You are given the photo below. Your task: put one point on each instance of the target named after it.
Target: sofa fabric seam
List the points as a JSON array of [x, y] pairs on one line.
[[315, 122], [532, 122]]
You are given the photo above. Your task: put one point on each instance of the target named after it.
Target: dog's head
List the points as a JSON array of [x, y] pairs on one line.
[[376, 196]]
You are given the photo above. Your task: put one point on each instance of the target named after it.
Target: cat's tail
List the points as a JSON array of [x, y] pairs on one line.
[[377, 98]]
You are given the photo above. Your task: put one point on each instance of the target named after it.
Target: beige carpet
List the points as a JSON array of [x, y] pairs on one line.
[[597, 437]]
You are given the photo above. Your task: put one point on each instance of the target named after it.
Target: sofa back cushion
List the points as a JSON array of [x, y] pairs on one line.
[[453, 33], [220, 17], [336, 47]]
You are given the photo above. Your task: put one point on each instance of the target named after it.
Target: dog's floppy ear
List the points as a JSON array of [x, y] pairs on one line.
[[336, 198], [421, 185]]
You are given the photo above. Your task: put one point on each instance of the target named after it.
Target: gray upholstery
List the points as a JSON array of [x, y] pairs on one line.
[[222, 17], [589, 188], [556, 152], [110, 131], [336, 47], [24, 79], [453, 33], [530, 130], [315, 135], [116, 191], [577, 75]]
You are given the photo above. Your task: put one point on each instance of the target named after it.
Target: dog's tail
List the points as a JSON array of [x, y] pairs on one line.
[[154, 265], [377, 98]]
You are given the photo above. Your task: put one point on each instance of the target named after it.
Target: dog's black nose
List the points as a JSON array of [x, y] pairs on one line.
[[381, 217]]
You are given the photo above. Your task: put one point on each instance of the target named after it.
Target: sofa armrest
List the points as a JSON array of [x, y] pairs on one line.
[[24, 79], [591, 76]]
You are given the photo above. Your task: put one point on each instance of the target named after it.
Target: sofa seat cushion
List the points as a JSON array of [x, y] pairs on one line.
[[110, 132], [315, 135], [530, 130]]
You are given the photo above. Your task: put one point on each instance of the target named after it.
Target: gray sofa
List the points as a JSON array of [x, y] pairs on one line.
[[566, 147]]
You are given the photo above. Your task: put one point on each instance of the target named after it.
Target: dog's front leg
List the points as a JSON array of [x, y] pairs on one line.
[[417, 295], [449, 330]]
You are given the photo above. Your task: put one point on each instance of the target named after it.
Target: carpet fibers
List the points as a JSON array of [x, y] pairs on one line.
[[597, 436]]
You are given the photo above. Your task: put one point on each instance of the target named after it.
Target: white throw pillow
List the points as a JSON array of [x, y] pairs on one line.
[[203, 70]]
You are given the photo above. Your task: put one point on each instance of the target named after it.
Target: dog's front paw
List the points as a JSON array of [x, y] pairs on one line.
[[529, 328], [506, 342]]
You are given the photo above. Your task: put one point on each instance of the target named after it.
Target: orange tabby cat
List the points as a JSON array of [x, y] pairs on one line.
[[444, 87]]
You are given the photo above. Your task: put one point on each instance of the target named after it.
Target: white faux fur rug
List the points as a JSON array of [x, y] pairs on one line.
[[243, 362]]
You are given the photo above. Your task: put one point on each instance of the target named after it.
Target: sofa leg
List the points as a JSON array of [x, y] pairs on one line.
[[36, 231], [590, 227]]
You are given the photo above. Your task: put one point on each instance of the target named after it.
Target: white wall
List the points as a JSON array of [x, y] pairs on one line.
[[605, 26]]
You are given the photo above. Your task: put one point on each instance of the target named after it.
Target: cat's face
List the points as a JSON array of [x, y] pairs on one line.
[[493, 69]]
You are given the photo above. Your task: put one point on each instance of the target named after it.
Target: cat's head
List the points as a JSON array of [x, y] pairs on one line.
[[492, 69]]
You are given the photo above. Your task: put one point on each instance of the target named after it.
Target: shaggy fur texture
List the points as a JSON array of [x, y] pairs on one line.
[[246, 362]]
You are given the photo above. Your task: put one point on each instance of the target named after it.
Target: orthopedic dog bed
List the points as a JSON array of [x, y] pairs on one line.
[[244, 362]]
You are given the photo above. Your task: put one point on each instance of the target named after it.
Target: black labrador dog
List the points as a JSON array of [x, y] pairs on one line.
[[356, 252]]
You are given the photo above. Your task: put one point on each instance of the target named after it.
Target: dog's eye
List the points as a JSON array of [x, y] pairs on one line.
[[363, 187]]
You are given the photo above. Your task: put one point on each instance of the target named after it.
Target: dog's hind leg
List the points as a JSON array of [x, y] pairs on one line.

* * *

* Work order
The entries need to be set down again in full, with no word changed.

* Solution for this problem
You are given the photo below. Your task: put one point on each instance of the target named after it.
Target: sofa fabric seam
List the points as a JSON array of [x, y] pairs on one line.
[[315, 122], [532, 122]]
You are given the photo above. Your task: put one point on each instance of the target named after it.
Target: dog's head
List the points as a JSON array of [x, y] pairs on one line.
[[376, 196]]
You are given the photo above. Your task: put one point on each instance of the target named after it.
Target: cat's tail
List the points as a JSON array of [x, y] pairs on one line.
[[377, 98]]
You are given the photo above. Your task: put one point on each instance of the target named after it.
Target: beige carpet
List the points as a JSON array of [x, y] pairs on one line.
[[597, 437]]
You are given the photo above. Your task: put one point on each instance of the target named after it.
Target: sofa back cushion
List the points as a JSON array of [x, y] pairs on one line.
[[453, 33], [220, 17], [336, 47]]
You are given the photo above. Your task: put one point on each instance of the target named after it.
Target: dog's floppy ear
List the points as a JSON array of [x, y] pairs on one line.
[[336, 198], [421, 185]]
You are given the photo above. Your task: put one point on each instance of the target named after it.
Target: gray upholstery
List the points as a JSON array of [x, y] pairs on one line.
[[222, 17], [589, 188], [556, 152], [110, 131], [336, 47], [24, 79], [453, 33], [530, 130], [315, 135], [116, 191], [577, 75]]
You are given the photo above. Your task: put one point on each instance of the target named after it.
Target: dog's tail
List the points as a JSON array of [x, y] pairs on one line.
[[154, 265], [377, 98]]
You are given the photo above. Your task: put one point on each instance of the target named after it.
Target: dog's black nose
List the points as a JSON array of [x, y] pairs on one line.
[[381, 217]]
You are given the photo above. Your task: put one point on each instance of the target named after it.
Target: sofa armrest
List the points as a JSON array of [x, y] pairs on one line.
[[24, 79], [591, 76]]
You are given the photo above. Your task: put one point on each instance of the target named after it.
Target: sofa seat cushion
List the points as a JSON array of [x, y] pairs on one line.
[[110, 132], [315, 135], [530, 130]]
You are given the photo above. Your task: put one point on each instance of the target named after it.
Target: gray sofa
List the points as a JSON array of [x, y] pairs on one line.
[[566, 147]]
You are given the photo above. Your task: put one point on each instance of the target named after it.
Target: dog's front leg
List the points as a JSON array of [x, y] pairs on one line.
[[417, 295], [449, 330]]
You are given the photo above. Your task: put one point on each instance of the target named after it.
Target: carpet fibers
List the points as a JSON array of [x, y] pairs on one line.
[[597, 436]]
You are given the photo above. Your task: put one point on each instance of the target named after it.
Target: white throw pillow
List the points as a JSON array of [x, y] pairs on one line.
[[203, 70]]
You are given the photo above. Your task: put one point on each instance of the target named after it.
Target: dog's front paw
List the points as a JSON array of [x, y] pairs on one line.
[[529, 328], [506, 342]]
You are given the photo above. Your task: put one point on each instance of the target named after it.
Target: orange tabby cat
List the points as a JSON array of [x, y] pairs on one line.
[[444, 87]]
You are given the photo above. Your task: put one point on each instance of the target named after it.
Target: white faux fur rug
List the points as a JSON array of [x, y] pairs on one line.
[[243, 362]]
You are given the photo above. Your task: put one point on each instance of the target named after it.
Target: sofa leg
List the points as a JSON array of [x, y] pairs on one line.
[[36, 231], [590, 227]]
You are given the photo above. Your task: put one point on each instance of the target named after it.
Target: white wall
List the points as a JSON array of [x, y] pairs on one line.
[[605, 26]]
You are given the photo above. Your task: put one point on each instance of the target named after it.
Target: cat's face
List the points as a JSON array of [x, y] pairs on one line.
[[493, 69]]
You are given the photo above. Your task: put one point on each instance of the target named after it.
Target: cat's head
List the points as a JSON array of [x, y] pairs on one line.
[[492, 69]]
You are given the photo above. Your task: put one point on each instance of the target named after it.
Target: shaggy fur texture
List the points as a JSON array of [x, y] pairs on one line.
[[246, 362]]
You are given the photo above. Your task: put one point on each instance of the target named after it.
Target: orthopedic dog bed
List the points as a JSON array of [x, y] pairs on one line.
[[244, 362]]
You are given the photo above. Your task: put one point on each instance of the target named after it.
Target: black labrador dog
List the points as a JSON array of [x, y] pairs on one line.
[[356, 252]]
You are given the photo above. Your task: put one point on each instance of the target named after it.
Target: dog's eye
List the points as a JSON array of [x, y] pairs on one line.
[[363, 187]]
You are given the photo above. Your task: put one point on each instance of the target named after it.
Target: dog's hind leg
List the points as a JSON array of [x, y] pairs on one line.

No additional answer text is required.